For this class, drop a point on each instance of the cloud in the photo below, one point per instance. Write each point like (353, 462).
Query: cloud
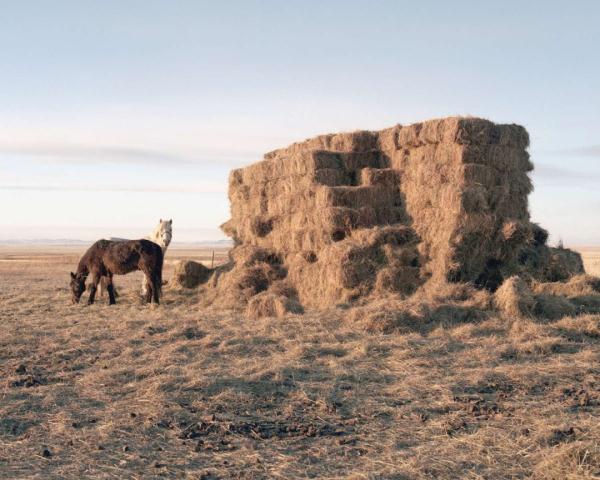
(589, 151)
(99, 154)
(568, 176)
(200, 187)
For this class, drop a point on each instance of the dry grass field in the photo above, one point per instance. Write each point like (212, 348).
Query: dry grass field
(130, 391)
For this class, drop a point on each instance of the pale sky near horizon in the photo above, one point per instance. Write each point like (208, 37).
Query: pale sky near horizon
(116, 113)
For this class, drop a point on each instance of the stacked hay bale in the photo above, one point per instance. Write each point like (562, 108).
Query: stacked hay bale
(345, 217)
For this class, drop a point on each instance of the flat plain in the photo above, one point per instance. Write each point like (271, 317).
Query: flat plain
(176, 391)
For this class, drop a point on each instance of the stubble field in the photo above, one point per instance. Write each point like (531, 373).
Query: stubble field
(130, 391)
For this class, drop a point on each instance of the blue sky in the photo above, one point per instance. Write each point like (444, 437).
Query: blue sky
(116, 113)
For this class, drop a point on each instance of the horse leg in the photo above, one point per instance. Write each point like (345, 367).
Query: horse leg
(94, 285)
(147, 281)
(110, 289)
(145, 287)
(156, 287)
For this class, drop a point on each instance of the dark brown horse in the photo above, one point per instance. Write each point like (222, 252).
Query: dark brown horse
(106, 258)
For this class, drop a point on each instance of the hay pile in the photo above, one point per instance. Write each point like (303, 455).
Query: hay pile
(189, 274)
(352, 217)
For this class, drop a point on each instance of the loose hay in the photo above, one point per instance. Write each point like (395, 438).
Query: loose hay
(189, 274)
(514, 298)
(353, 217)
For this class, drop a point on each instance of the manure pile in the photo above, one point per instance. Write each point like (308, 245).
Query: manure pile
(353, 217)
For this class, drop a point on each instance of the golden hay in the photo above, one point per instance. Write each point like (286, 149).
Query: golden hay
(189, 274)
(514, 298)
(267, 304)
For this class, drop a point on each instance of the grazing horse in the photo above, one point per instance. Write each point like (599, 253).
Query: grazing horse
(162, 236)
(106, 258)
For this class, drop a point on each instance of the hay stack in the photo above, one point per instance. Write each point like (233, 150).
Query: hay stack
(189, 274)
(346, 217)
(514, 298)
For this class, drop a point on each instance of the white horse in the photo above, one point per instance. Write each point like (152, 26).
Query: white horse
(162, 236)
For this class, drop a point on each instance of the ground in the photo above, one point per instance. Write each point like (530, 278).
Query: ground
(131, 391)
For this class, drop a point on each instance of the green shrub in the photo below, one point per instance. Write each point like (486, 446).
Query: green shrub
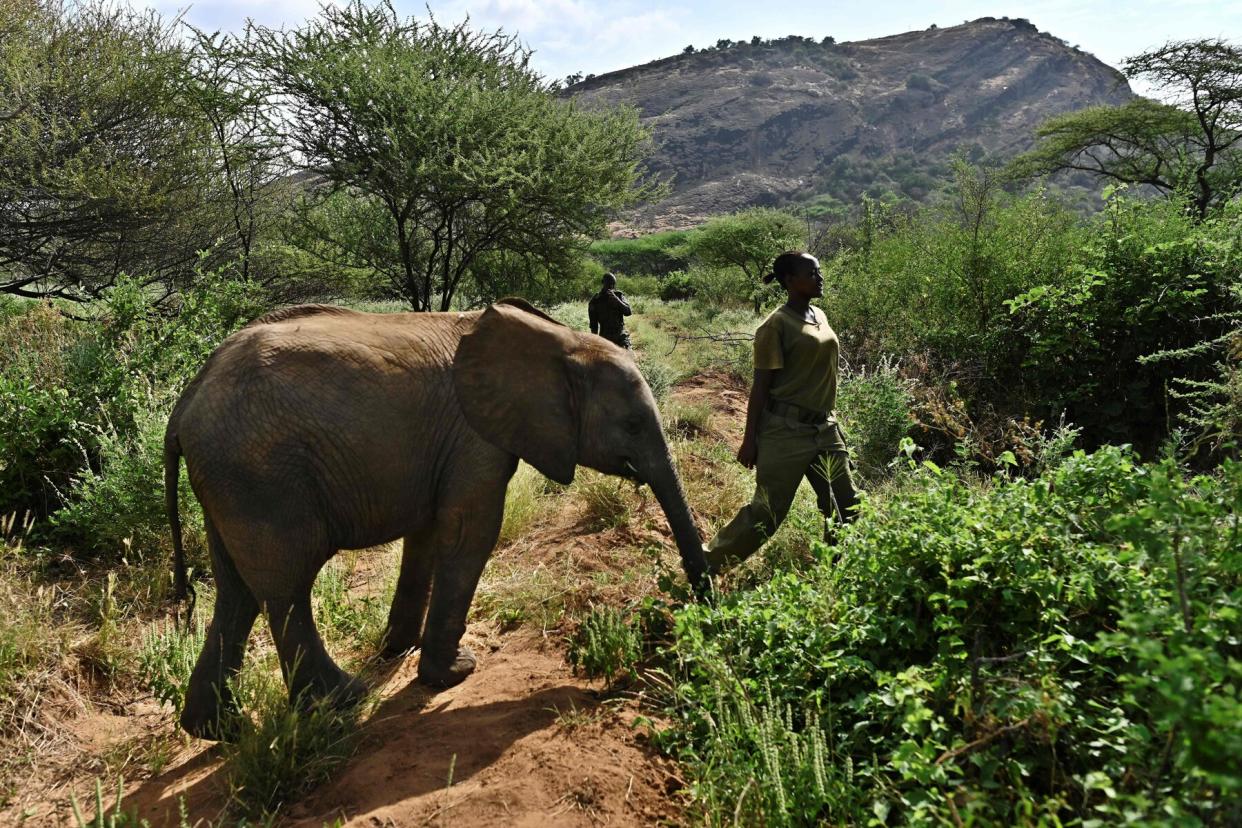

## Exercise description
Reproduce every entry above word for word, leaving out the pictures.

## Exercise response
For this class, drop a point on each instance of the cloud in the photo below, one point per instance. Write each point like (353, 462).
Query: cloud
(589, 151)
(99, 154)
(568, 176)
(200, 187)
For this class, drop a point on each instance of the dry grass field in the photo above, one point per instance. Write each point like (212, 348).
Query: dry grass field
(130, 391)
For this class, drop a point on each instance of the pale sky near horizon in the photo above, one point per instance. Write each point like (208, 37).
Query: pale sky near horizon
(116, 113)
For this class, drop a point on each instance of the stacked hay bale in the photo above, one point per instance. Write each point like (562, 108).
Query: stacked hay bale
(345, 217)
For this class, drop a point on each instance of the flat plain in the photo above, one point per instance. Write each point like (271, 317).
Query: flat plain
(176, 391)
For this class, drop a point on each instance of the stubble field in the photo above, one point per instance. Write each point like (531, 373).
Query: stubble field
(130, 391)
For this class, drop a point on each instance of the blue sky in the photo above, one point per instance. Write each point like (444, 437).
Query: blue sky
(116, 113)
For this class, drop a point on each instance of the horse leg in the photo above, one point per instance. Write each point like (345, 367).
Query: horse leg
(94, 285)
(147, 281)
(110, 289)
(145, 287)
(156, 287)
For this class, drop a point on each instance of the dark brown horse in the photo above, one point per instance. Write each point like (222, 252).
Query: dark brown horse
(106, 258)
For this class, drop a point on each instance of the hay pile in the photo above, one point per instance. Write each point like (303, 455).
Query: hay pile
(189, 274)
(352, 217)
For this class, drop a point on each instance of the loose hay in the photo above, one point per instance. Write each point like (395, 438).
Query: loose hay
(189, 274)
(514, 298)
(353, 217)
For this class, drop a point on each instance of the manure pile in the photo above, one point per instance. Write each point like (308, 245).
Query: manure pile
(353, 217)
For this class, drop a point on each instance of the golden hay in the photo above, one point per instance. Write each point like (286, 149).
Query: golden hay
(189, 274)
(514, 298)
(267, 304)
For this class, drop a point on each instance of the grazing horse in the photo above, one point per instance. Write each point like (599, 253).
Query: grazing horse
(162, 236)
(106, 258)
For this class, drop a point on each instance of the hay stack in the photo above, one point per instance. Write each point like (233, 150).
Query: hay stack
(189, 274)
(346, 217)
(514, 298)
For this class, drop a point on each instance of the white horse in the photo above, one point per instance. Write each point like (152, 26).
Query: white horse
(162, 236)
For this class, drop a point on each instance of the ground in the photo above, one point per instance. Write each point like (530, 278).
Query: ground
(131, 391)
For this class, drop a point on each instance of the green shrub in the photo below, one point per instance. Write each point like (486, 446).
Query: green shrub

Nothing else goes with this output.